Segment Open
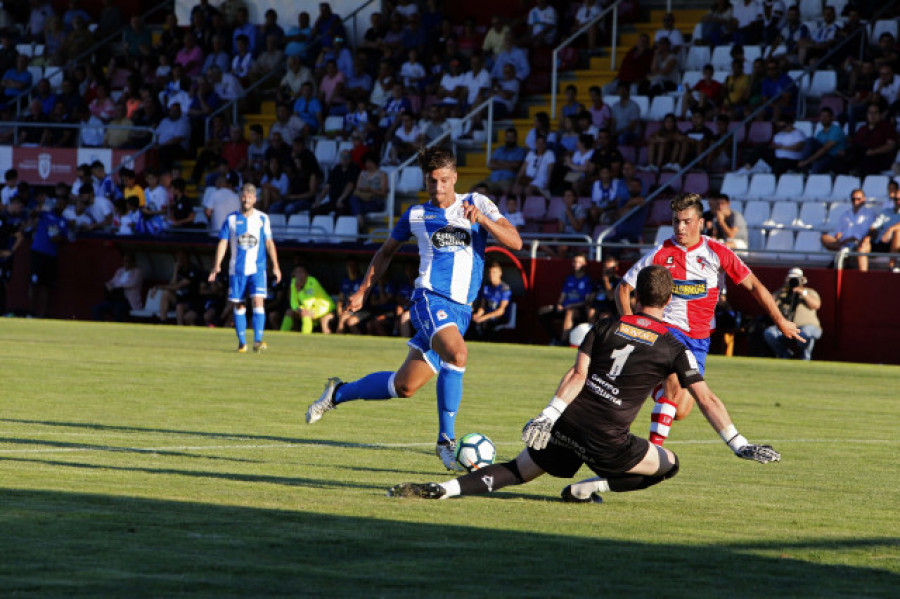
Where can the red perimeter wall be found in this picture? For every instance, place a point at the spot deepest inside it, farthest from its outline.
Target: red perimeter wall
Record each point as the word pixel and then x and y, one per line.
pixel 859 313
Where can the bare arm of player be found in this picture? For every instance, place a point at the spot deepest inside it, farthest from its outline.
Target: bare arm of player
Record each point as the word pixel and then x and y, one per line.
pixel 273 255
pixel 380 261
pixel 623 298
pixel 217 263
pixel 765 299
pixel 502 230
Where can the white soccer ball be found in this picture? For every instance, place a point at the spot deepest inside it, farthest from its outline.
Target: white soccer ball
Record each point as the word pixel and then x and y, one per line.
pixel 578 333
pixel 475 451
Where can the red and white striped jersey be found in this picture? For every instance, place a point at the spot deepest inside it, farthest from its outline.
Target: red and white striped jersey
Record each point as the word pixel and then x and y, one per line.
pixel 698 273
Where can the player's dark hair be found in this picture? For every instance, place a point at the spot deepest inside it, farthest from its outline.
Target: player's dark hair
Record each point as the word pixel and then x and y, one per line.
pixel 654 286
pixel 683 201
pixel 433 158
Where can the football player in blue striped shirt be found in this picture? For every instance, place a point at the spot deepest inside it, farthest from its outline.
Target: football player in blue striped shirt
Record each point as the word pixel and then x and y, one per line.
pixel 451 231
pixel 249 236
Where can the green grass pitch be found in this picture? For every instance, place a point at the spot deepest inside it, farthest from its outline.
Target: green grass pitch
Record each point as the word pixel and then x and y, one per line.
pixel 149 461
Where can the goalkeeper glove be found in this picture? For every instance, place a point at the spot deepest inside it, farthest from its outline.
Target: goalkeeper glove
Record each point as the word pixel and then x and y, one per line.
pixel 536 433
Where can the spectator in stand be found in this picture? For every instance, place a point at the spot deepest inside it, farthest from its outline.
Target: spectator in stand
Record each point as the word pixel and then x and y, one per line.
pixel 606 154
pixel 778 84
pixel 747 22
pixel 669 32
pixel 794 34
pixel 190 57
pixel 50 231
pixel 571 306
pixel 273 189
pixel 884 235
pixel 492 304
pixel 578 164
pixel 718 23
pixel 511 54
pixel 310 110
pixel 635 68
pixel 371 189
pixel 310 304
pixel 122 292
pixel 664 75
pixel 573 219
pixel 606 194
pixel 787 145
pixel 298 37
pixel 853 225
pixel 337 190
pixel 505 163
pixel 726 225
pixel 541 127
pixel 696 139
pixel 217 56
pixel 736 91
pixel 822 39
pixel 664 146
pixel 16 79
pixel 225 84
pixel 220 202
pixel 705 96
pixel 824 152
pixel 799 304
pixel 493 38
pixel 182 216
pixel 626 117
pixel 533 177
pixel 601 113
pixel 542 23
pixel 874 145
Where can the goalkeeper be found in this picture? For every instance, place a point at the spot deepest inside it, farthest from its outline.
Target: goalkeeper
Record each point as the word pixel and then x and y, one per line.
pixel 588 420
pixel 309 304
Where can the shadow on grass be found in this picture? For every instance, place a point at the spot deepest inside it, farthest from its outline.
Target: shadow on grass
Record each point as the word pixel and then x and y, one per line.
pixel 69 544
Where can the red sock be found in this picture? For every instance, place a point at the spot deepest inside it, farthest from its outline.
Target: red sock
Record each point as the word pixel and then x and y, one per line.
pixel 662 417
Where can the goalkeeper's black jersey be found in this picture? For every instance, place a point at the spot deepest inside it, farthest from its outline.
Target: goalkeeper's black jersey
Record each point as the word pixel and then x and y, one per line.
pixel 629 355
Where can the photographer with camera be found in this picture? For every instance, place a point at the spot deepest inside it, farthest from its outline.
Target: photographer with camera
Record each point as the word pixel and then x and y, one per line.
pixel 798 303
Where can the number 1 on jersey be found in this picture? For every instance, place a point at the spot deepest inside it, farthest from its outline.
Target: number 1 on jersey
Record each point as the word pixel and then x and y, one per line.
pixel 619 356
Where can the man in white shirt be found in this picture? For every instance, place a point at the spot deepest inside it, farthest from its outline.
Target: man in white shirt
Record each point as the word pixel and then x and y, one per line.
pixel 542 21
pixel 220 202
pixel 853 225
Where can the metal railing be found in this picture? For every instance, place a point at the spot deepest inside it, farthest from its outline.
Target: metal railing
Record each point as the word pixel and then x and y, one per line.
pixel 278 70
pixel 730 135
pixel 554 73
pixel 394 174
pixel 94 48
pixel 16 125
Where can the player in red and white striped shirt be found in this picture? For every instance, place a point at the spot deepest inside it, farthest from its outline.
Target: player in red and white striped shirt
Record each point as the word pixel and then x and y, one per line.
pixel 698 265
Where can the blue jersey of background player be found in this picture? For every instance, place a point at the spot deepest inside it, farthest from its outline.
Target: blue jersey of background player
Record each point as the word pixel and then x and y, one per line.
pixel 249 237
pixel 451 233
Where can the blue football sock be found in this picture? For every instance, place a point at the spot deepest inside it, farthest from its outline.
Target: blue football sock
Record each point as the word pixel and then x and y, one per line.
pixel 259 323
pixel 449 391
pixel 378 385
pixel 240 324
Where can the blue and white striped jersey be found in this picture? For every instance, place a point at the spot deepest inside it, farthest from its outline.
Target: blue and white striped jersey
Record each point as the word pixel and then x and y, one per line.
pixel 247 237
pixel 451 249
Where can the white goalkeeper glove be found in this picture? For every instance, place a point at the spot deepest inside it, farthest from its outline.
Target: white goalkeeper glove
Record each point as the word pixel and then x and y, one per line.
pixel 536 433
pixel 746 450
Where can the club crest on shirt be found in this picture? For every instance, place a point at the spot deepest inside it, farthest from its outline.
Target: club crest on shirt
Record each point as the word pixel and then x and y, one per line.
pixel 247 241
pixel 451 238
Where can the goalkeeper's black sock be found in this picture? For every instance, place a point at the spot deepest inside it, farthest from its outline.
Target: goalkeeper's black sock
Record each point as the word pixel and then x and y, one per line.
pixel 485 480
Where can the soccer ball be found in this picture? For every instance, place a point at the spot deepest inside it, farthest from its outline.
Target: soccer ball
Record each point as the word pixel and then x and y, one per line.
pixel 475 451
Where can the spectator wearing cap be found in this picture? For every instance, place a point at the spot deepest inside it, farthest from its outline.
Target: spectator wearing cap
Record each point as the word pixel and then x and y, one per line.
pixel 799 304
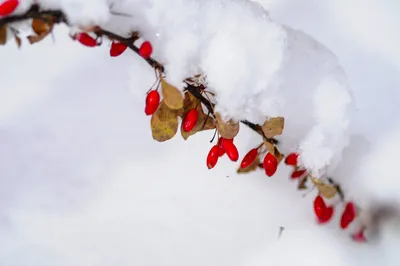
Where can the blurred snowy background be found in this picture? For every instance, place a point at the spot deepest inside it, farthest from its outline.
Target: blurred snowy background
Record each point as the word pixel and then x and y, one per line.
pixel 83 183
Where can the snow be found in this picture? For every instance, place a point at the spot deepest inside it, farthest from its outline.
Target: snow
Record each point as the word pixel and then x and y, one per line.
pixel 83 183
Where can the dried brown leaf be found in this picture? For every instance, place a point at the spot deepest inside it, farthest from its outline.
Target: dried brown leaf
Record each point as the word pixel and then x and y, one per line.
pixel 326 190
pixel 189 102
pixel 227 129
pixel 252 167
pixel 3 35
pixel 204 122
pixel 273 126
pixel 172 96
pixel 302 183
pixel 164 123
Segment Closed
Segment Open
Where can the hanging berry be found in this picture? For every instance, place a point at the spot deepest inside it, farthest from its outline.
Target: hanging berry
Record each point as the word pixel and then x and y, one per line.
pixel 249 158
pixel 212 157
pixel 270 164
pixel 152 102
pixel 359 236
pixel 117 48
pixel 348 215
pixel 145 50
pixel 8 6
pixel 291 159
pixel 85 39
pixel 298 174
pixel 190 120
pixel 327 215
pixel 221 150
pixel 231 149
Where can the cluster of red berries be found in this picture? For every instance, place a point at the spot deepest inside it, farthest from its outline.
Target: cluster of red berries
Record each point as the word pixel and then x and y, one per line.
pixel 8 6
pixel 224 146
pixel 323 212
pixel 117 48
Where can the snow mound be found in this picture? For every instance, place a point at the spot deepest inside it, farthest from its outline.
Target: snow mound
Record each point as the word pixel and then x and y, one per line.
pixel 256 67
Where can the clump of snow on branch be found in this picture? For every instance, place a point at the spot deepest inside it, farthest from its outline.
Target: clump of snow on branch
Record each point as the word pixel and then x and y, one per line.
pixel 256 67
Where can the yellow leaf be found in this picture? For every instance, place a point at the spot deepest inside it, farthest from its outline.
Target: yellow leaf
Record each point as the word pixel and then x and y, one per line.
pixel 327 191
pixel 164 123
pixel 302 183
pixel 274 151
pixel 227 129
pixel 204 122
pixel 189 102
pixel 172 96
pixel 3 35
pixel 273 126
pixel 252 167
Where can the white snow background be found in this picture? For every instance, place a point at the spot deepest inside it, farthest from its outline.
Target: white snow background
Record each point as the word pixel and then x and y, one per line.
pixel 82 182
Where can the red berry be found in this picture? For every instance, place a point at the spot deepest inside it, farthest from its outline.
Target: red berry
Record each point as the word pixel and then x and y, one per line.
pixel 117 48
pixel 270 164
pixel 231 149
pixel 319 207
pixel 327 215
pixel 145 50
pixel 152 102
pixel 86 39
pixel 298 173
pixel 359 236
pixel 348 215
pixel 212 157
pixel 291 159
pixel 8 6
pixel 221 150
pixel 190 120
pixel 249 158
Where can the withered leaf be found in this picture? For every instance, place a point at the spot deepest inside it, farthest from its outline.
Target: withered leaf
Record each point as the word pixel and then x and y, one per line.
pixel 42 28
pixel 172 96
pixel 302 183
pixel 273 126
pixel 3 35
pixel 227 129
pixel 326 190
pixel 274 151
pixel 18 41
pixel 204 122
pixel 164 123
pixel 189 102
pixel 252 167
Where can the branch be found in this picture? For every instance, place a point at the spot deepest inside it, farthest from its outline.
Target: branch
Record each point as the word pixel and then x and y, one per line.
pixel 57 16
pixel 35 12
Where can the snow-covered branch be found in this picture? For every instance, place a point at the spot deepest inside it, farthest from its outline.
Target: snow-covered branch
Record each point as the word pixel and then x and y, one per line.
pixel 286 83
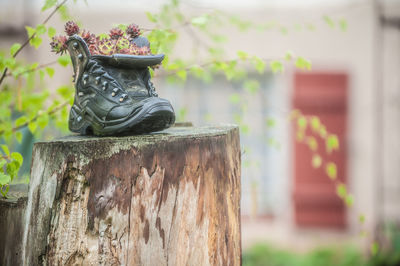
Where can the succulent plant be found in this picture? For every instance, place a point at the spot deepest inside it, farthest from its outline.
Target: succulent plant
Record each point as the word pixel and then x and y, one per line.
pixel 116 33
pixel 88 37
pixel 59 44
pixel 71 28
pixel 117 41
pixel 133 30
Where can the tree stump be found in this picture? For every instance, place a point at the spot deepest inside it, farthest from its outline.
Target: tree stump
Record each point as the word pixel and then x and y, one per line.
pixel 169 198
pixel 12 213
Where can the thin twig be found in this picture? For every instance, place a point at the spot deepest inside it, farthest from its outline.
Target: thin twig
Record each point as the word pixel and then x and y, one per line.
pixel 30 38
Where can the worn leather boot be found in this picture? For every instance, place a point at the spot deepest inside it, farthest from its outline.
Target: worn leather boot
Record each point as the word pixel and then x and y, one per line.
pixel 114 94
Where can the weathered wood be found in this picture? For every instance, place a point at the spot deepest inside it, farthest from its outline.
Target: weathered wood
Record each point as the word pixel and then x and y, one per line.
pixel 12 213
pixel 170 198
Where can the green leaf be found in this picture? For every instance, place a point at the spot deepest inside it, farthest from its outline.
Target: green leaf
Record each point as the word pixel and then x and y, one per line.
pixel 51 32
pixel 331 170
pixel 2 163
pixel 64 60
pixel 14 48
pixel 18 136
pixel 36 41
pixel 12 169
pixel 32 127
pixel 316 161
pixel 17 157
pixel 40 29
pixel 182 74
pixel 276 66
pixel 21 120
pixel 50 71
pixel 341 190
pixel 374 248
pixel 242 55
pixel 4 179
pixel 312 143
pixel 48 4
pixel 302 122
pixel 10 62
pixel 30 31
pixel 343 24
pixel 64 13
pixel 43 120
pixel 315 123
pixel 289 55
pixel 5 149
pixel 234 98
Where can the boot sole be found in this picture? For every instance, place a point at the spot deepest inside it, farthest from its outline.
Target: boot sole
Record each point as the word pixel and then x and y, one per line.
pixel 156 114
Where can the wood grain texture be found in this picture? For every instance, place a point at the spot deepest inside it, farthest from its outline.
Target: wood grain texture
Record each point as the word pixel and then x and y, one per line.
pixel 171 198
Segment Closed
- _Assigned task_: Reproduce the lines above beginning at the line that contains "Target: branch" and ending at the line that contains "Target: succulent plant". No pictures.

- _Response box_:
Target: branch
Record each point as the word pixel and then x and y, one per line.
pixel 57 16
pixel 35 12
Where can the snow-covered branch be found in this picture? For every instance, place a point at the spot deepest inside it, farthest from its outline.
Target: snow-covered branch
Record each point as the word pixel and then x and y, one per line.
pixel 286 83
Where can the succulent plant be found in this picture? For every instance, place a point at the spot deepest inside it, farthest from its outline.
Target: succulent plant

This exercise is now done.